▶ **Directions for this task**: Your reply must consist of the data below, reproduced character for character.

· · ·

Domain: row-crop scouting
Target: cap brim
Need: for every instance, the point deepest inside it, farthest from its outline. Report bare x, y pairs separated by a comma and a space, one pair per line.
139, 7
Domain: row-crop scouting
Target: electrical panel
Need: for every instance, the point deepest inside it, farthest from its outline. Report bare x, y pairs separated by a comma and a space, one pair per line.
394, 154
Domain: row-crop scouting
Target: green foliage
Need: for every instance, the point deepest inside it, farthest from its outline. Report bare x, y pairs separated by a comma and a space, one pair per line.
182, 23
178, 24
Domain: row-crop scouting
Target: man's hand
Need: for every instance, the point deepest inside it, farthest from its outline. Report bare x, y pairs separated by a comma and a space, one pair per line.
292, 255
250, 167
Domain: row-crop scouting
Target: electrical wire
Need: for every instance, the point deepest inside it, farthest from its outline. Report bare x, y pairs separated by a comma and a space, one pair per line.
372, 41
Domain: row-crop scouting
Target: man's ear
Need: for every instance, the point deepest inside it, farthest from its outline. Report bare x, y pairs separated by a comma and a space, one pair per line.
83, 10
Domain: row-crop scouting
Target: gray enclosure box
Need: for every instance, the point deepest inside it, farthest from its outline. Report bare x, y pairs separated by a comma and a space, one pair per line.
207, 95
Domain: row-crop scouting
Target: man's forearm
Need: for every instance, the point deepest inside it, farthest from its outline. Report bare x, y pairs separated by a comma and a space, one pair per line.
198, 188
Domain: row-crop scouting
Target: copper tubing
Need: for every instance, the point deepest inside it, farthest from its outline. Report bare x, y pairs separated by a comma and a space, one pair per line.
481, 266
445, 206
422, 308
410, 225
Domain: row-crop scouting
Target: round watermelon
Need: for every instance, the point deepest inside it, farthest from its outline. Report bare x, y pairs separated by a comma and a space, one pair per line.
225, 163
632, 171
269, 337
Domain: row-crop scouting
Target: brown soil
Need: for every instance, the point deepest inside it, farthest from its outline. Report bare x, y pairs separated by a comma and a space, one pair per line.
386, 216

· · ·

▶ **Answer**:
Domain: row-crop scouting
Target: cap brim
Need: for every instance, the point deepest inside it, farthest from its outline. Report bare x, y pairs separated by a comma and a space, one pair per line.
139, 7
Domain: row-crop scouting
Target: electrical panel
Need: for every instance, the point deepest inside it, farthest from its outline. Report bare x, y pairs separated by a comma and a space, one pair per line.
394, 154
Domain: row-crop scouting
Target: green foliage
Need: for every instance, the point deepest inside it, farthest from its outline. Report bare x, y pairs separated by a comma and a space, one pair per line.
182, 23
178, 24
Domain: row-crop scouting
Target: man's hand
Need: for every instance, the point deepest inside it, farthest from its outline. Report bare x, y pairs separated by a comma and a space, one pair per line.
292, 255
250, 167
Domain: row-crop scouting
Target: electrical wire
Need: for every instance, the point deepest inside it, farthest from its outline. Report bare x, y pairs separated by a comma and a space, one pair per line.
372, 41
Domain: row-crop scouting
Target: man's ear
Need: for every instance, the point deepest inside it, farthest from its outline. Report bare x, y pairs separated by a comma and a space, one pair per line.
83, 10
Domain: row-crop scouting
Target: gray enclosure box
Need: for every instance, the point deepest inside it, farthest from its outline. Report bare x, y pairs separated by a comma and a space, one pair per line.
207, 95
Domain: row-crop scouting
Target: man's forearm
Need: for every instance, the point deepest inside it, farthest from its outline. Report bare x, y pairs separated by a comma and a space, one pair per line.
198, 188
Domain: row-crop scouting
Target: copper tubing
Need: for every instance, the point deepest inside it, farthest from its outline. Report bare x, y pairs separated by a comma and a space, one pair per line.
481, 266
445, 206
422, 308
410, 225
Domain: row-crop scouting
Target: round watermelon
Need: for every instance, the point deepest inside it, farthest from its outline. Report bare x, y pairs separated by a comma and a space, one pair per line.
225, 163
632, 171
269, 337
Domain: row-crop scouting
Target: brown soil
Need: for every instance, the point deepest inside it, farthest from its outline. Report bare x, y pairs separated by a comma and a space, one pair per line.
386, 216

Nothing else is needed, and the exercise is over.